C'est très variable. Cela se passe très bien dans le département où je travaille – c'est ce que disent aussi nos collègues. La collaboration avec les juges des enfants peut être très bonne. Et puis il peut y avoir des situations un peu plus figées.
Dans la mesure où nous mettons en oeuvre des décisions que les juges des enfants sont amenés à prendre individuellement, il nous paraît indispensable de partager avec eux la vision globale de l'évolution de la politique publique et des publics accueillis sur le département. Le plus souvent, les tribunaux pour enfants ou le parquet des mineurs sont extrêmement démunis sur le plan des statistiques et de la vision globale. Ils ne disposent pas des outils dont nous disposons, notamment des logiciels métiers qui nous permettent d'avoir une vision et une appréhension des évolutions de la population que nous accueillons et des problématiques que nous avons à traiter dans le département. La qualité de dialogue qui doit présider à nos relations nous paraît indispensable afin qu'elles ne reposent pas uniquement sur le principe « je décide et vous faites. » C'est la pire des postures, mais il arrive parfois que nous y soyons confrontés.
━━━━
Consignes à suivre:
[1] Mettez à jour le passage sur les juges des enfants : reprenez-le en commençant par « C'est très variable. » et en allant jusqu'à « peu plus figées. », puis remplacez « collaboration » par « coopération ».
[2] Donnez la suite du passage sur les relations avec les juges des enfants, à partir de l'endroit où il s'arrête.

Données ci-dessous:
━━━━
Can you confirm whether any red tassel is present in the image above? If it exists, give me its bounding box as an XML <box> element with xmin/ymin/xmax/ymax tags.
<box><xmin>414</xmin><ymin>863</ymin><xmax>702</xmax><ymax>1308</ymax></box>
━━━━
Réponses par consigne:
[1]
C'est très variable. Cela se passe très bien dans le département où je travaille – c'est ce que disent aussi nos collègues. La coopération avec les juges des enfants peut être très bonne. Et puis il peut y avoir des situations un peu plus figées.

[2]
Votre question me permet d'aborder l'institution judiciaire et la complexité de la situation. D'un côté nous avons une institution judiciaire indépendante, de l'autre, une collectivité décentralisée à laquelle la loi confie une certaine autonomie, mais à qui s'impose la mise en oeuvre des décisions de justice. On voit bien la complexité du système. La collectivité doit travailler avec toutes les autres institutions, entre autres, du domaine de la santé qui regroupe le secteur hospitalier, les centres médico-pédagogiques (CMP), l'institution scolaire. La protection de l'enfance est une politique de travail en réseau.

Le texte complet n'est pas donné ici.